**Requirement**
Which lines hold the string "headboard"? Copy each of them from the material below.

==================================================

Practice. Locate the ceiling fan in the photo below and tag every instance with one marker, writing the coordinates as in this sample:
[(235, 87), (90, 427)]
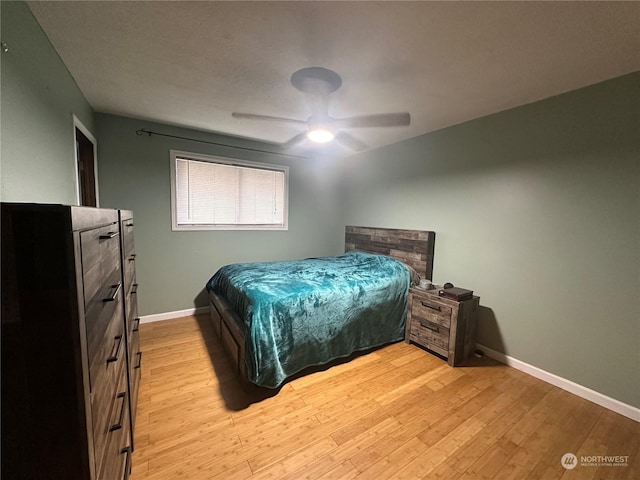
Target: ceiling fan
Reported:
[(320, 126)]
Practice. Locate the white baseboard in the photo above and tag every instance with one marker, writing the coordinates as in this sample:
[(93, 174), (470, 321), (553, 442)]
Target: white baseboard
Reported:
[(156, 317), (572, 387)]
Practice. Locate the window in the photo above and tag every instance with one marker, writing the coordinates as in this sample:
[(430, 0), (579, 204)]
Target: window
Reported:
[(213, 193)]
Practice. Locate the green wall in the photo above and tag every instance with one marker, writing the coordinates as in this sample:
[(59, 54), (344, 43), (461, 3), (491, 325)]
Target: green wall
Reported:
[(173, 267), (38, 100), (536, 209)]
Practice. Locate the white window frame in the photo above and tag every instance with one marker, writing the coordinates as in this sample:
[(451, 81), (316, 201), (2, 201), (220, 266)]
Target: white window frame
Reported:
[(175, 154)]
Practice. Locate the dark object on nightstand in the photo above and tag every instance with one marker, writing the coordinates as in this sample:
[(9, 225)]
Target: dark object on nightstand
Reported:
[(455, 293)]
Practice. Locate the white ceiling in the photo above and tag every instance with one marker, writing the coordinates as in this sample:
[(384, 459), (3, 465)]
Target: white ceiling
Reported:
[(193, 63)]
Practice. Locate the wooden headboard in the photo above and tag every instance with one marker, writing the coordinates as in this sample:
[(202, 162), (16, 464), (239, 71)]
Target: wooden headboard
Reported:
[(413, 247)]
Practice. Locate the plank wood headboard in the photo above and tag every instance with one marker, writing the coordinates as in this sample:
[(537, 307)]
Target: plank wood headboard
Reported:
[(413, 247)]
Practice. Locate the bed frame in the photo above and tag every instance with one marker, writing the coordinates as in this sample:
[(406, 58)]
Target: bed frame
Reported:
[(413, 247)]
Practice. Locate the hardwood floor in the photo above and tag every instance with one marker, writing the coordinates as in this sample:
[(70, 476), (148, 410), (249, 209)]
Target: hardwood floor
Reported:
[(397, 412)]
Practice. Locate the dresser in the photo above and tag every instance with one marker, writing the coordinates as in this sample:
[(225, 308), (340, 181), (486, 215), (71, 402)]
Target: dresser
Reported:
[(443, 326), (69, 351)]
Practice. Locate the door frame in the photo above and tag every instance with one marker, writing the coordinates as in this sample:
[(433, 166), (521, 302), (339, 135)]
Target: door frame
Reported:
[(77, 124)]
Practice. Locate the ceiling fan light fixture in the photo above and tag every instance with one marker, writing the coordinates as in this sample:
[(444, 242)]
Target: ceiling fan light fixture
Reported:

==================================================

**Output for this task**
Practice. Locate the wooden headboard in the photo above and tag every instance with one marker, writing the coordinates as in this sample:
Target: wooden headboard
Practice. Locate the plank wood headboard in the photo above and tag every instance with one marker, writing the coordinates as in this sample:
Target: plank wood headboard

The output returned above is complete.